Using the material that follows, identify and copy each line with the string "before".

» DATA UNDER STUDY
* * *

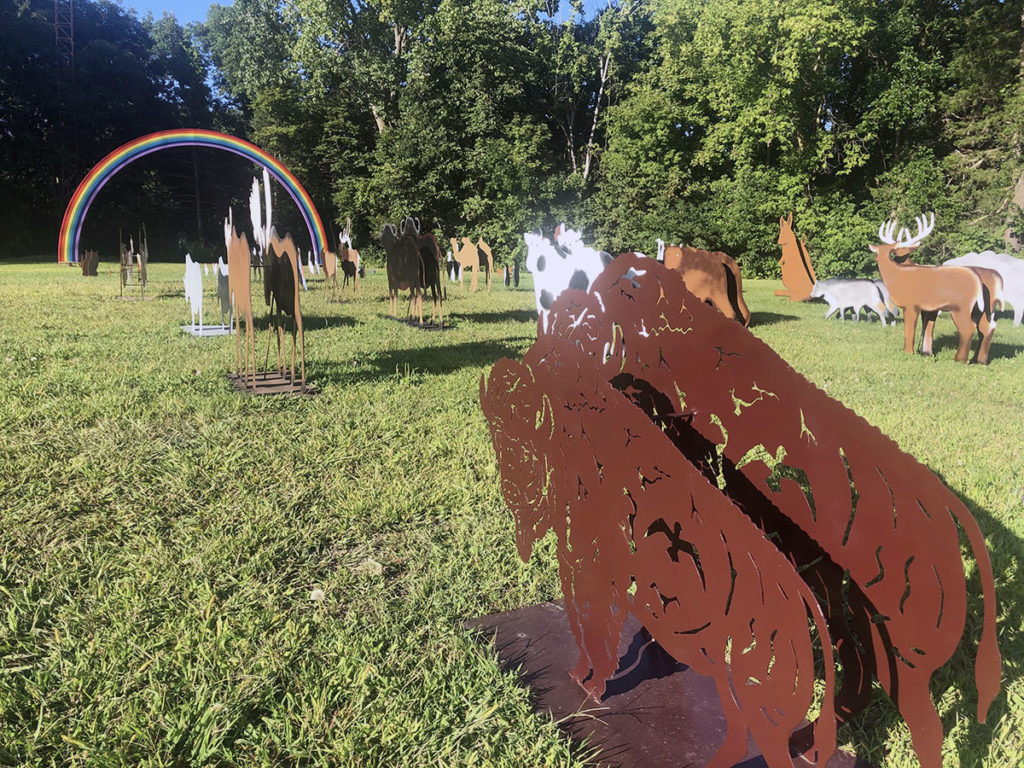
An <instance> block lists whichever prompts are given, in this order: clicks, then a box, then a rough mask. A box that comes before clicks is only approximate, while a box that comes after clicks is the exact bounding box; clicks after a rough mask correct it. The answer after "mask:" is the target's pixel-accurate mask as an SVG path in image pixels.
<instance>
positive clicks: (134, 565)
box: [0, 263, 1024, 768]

* * *

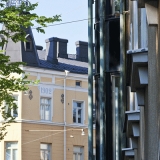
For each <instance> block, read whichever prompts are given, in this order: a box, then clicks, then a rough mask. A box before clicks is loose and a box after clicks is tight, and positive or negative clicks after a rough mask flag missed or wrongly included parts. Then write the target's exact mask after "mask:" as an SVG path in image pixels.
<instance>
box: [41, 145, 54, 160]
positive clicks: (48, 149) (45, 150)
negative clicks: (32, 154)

* * *

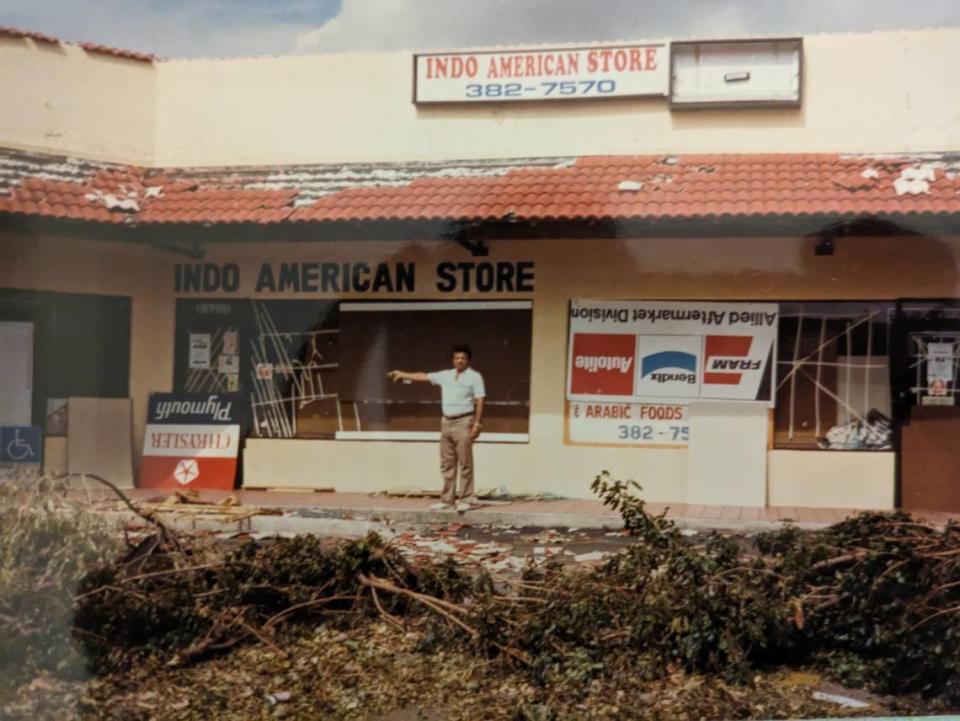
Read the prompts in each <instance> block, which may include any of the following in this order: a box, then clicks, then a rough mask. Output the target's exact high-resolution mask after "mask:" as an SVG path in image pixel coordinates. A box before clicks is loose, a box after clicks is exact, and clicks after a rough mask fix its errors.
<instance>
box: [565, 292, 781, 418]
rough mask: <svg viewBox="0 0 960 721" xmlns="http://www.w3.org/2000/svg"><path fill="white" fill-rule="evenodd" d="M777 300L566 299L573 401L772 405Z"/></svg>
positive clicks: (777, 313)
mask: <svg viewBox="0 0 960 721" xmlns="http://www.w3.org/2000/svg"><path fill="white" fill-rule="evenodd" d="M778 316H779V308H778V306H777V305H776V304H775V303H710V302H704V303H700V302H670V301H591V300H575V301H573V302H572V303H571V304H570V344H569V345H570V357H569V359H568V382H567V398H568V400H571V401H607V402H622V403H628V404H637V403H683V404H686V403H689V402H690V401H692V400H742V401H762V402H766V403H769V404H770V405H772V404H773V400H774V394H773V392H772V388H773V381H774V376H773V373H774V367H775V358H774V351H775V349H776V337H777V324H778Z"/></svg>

* * *

» WRITTEN RESPONSE
An <instance> block lists whichever prompts are given, in this order: clicks, then a box, then a rough mask. A box that comes before clicks is only approximate, while a box that comes after clicks is the exact bounding box; clicks after a rough mask correct it. The answer after "mask:" is the target's pixel-accurate mask as an SVG path in image pixels.
For each <instance> block, read whichever prompts are given, in this order: a box, then clicks, then a rough mask. A box before clicks is loose and a box after clicks is tight, and positive or negative clicks after a rough mask flag missed or wrongly included parts. Then write the target's exact mask after "mask:" as an SVG path in image pixels.
Read the prompts in each <instance> block, which may include any of the following in this order: a box, then clicks, then a rough mask. Output the target's exact high-resolution mask after "mask:" as an SVG path in image pixel coordinates. A box before clicks is loose, a box after clicks is exact, and clicks after a rough mask fix its errors.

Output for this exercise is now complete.